### What the task asks
Retype the lines of data below without changing a character, starting with the line that contains "paint for player-tracking calibration." and continuing through the line that contains "[233,19,416,298]".

### Material for this task
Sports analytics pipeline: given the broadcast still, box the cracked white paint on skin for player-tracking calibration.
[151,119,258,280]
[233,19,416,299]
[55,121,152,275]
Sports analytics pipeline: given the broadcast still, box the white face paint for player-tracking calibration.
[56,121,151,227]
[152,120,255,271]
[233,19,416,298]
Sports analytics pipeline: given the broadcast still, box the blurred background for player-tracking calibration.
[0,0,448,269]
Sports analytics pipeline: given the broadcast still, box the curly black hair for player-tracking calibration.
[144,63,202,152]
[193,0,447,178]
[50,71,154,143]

### Response
Sports analytics pipeline: given the broadcast still, box the white face paint for player-tracking calibration.
[56,121,151,227]
[152,120,255,271]
[233,19,416,298]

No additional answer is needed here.